» **Extracted text**:
Development economist Peter Bauer posited that aid was a transfer of money from “poor people in rich countries to rich people in poor countries”. But Bauer was lukewarm in his assertions. As savings diminishes with the issuance of aid, and the “financing gap” (an implication of the Planners’ Harrod-Domar growth model) widens, it is argued that more aid is required for it’s recipients to reach a specified rate of economic growth. The increase in aid from such argument can only lead to a world hindered from development via the deprivation of freedom: On the part of the recipients, with the intensification of the already mentioned consequences; on the part of the donor, an ever-increasing expropriation of incomes by an omnipotent state from its own citizens under the innocuous banner of altruism. The road to serfdom is paved with good intentions, and the Planners’ development aid has played a significant part in the curtailment of freedom in Africa and the entire world.

A consensus is slowly emerging that the global blueprints of the IMF and World Bank have failed to develop LEDCs. Searchers – through microfinance (a bottom-up solution) – have filled the void formed from the loss in the Planners’ popularity. But if history was to serve as any indication of the future, no methodology of development aid will be a panacea to poverty in the developing world. What distinguishes the Searchers’ microfinance, however, is that it lays out a prerequisite for free markets: the ideology of freedom. Herein resides the claim that development aid does not hinder development; on the contrary, the Searchers’ aid cultivates fertile ground for it.

Reconciling the difference in aims between humanitarian and development aid, the Searchers’ aid focuses on the lowest stratum of society and also sets the objective of ensuring that its clients achieve self-sufficiency. In microcredit’s case, where clients are often women (97% with the Grameen Bank), the common tradition amongst African LEDCs of women being “seen and not heard” is rendered void as they become agents of economic and social change. Economic, in that female entrepreneurs disequilibrate market equilibriums (deriving from the Schumpeterian view of entrepreneurship) through the introduction of new goods and services. Social, from the fact that economic change is occurring. The overarching consequence is a greater participation of a segment of African society in their respective nation’s economies development, in turn negating criticisms from the political left of the Planners “creating a world in the image of the West”.

» **Challenge**: Which phrases does the essay on development aid put inside quotation marks? List every one.

» **Stored rows**:
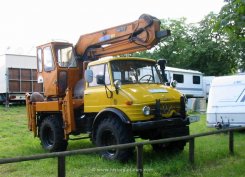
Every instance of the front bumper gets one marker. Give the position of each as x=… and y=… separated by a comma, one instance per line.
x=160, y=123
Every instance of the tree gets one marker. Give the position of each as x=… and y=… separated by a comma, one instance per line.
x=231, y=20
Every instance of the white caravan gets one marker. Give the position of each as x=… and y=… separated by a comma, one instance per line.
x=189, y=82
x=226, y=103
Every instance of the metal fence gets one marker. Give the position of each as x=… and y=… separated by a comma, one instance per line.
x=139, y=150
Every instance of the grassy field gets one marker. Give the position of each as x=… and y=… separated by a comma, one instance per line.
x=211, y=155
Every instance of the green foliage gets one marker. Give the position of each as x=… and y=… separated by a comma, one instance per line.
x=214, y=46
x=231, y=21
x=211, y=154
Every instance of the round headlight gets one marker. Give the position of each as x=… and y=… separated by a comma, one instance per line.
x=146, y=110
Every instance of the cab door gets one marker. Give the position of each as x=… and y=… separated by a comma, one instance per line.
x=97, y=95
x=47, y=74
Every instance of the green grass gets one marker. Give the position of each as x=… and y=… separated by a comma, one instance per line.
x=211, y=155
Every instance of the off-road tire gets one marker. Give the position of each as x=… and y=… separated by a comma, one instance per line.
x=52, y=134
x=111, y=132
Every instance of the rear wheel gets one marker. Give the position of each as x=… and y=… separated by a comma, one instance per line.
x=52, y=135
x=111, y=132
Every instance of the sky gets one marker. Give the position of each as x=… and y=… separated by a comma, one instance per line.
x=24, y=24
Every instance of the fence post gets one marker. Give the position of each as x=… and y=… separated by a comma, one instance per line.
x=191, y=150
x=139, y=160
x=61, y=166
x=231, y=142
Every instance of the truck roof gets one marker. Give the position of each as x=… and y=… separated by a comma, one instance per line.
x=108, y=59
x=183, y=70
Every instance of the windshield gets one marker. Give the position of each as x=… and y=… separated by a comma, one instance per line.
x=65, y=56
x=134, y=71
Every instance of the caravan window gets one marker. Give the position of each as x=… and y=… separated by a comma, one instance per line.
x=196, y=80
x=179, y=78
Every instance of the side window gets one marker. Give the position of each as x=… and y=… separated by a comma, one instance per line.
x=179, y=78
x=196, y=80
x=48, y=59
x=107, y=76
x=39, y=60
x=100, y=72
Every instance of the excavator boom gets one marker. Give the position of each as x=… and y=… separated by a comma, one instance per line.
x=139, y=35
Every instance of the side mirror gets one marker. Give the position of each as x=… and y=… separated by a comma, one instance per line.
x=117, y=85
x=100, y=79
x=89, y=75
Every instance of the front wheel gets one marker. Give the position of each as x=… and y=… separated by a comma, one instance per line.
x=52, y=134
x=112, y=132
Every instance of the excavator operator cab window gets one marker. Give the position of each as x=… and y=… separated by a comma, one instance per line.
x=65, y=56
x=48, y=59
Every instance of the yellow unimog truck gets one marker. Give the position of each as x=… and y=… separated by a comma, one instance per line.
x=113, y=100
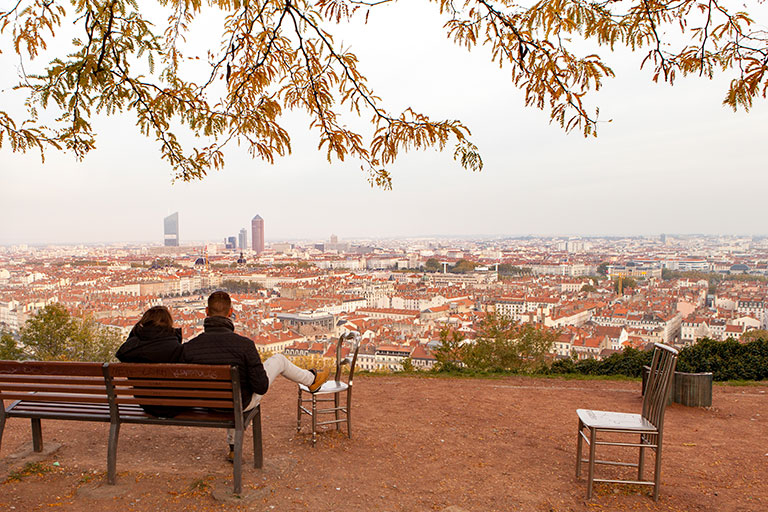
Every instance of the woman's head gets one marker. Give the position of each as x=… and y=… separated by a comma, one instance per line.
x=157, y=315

---

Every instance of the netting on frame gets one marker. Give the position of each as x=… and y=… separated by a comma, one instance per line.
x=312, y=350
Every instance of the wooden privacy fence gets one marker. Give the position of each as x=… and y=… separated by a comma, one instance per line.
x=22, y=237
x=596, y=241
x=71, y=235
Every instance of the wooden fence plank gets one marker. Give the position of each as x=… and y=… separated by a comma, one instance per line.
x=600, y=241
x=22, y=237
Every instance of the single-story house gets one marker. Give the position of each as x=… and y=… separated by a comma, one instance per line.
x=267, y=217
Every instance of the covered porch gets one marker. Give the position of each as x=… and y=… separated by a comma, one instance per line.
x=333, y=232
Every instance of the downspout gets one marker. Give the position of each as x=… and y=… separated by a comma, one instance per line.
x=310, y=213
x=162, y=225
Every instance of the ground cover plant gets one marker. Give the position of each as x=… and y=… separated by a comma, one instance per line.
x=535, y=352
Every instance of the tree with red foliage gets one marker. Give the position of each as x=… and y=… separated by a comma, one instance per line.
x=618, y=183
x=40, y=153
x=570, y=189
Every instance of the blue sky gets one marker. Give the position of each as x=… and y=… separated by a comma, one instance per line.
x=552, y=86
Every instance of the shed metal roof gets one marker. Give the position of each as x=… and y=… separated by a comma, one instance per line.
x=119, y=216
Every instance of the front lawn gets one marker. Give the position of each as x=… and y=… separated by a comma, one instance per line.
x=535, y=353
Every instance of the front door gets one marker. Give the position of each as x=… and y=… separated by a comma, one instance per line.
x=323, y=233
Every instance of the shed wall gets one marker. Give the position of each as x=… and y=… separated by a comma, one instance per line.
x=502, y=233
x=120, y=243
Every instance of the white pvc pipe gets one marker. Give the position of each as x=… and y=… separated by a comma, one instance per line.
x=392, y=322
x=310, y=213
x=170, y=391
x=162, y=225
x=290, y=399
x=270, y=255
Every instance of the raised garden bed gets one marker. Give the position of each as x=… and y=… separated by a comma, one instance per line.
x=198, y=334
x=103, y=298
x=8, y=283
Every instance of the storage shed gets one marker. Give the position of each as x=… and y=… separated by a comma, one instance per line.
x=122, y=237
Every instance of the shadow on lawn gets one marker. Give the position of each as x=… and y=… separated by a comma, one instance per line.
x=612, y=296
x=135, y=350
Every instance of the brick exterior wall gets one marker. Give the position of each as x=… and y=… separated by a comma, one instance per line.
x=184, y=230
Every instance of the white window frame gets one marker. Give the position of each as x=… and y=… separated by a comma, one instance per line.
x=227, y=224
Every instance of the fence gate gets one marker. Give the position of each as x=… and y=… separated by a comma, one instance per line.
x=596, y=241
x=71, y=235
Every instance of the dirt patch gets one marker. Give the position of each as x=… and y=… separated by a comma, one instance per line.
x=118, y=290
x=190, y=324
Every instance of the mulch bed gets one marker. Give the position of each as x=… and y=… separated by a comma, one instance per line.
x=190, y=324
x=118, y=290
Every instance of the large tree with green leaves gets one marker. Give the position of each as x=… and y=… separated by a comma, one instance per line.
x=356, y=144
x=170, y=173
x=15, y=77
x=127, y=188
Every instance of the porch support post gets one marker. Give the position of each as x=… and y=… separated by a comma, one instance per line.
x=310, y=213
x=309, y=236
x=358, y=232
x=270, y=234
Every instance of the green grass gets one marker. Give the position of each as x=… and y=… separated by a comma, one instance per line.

» **Task output**:
- "poor people in rich countries to rich people in poor countries"
- "financing gap"
- "seen and not heard"
- "creating a world in the image of the West"